What the task asks
Rescale the lines below, starting at the first line and ending at the line that contains "[[[51,114],[45,114],[45,127],[52,127],[52,115]]]", both ends included: reproduce every one of these lines, requests included, with each polygon vertex coordinate in the answers multiplied by 0.75 and rounded to a whole number, halves rounded up. Output only these lines.
##### Information given #####
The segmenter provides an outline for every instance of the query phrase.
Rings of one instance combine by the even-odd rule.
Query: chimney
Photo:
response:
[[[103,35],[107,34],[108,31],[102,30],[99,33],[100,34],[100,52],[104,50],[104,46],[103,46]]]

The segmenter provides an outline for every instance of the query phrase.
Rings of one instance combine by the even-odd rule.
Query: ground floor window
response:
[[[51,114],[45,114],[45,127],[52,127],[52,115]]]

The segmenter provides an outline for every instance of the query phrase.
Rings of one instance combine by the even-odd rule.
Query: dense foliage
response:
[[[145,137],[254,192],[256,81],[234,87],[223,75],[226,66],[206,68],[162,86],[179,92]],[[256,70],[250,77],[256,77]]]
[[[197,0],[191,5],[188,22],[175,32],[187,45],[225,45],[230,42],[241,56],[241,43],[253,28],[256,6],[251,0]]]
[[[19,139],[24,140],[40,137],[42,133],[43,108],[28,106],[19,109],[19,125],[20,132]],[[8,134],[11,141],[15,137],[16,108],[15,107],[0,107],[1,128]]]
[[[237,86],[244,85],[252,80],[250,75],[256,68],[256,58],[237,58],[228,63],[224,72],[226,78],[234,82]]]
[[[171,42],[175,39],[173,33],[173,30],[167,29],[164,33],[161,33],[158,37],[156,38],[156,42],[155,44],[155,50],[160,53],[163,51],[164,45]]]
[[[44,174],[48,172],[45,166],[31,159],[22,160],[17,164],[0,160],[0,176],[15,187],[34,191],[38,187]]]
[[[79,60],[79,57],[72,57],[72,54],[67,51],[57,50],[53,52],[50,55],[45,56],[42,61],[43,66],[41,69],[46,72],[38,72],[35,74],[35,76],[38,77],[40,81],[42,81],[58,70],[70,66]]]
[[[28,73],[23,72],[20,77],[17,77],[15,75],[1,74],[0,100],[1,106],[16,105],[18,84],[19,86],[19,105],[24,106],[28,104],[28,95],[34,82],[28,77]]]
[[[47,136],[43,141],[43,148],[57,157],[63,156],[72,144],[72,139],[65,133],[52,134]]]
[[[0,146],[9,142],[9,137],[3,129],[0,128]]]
#####
The completed task
The segmenter provides an outline for every instance of the query phrase.
Rings of one instance combine by the even-odd rule.
Query: chimney
Photo:
response:
[[[77,26],[80,26],[81,23],[77,23],[74,25],[75,26],[75,39],[78,38],[78,35],[77,35]]]

The segmenter provides an outline for every instance of the query phrase.
Rings of one instance combine by the even-odd rule.
Query: ground floor window
response:
[[[38,86],[34,86],[34,95],[39,95],[39,86]]]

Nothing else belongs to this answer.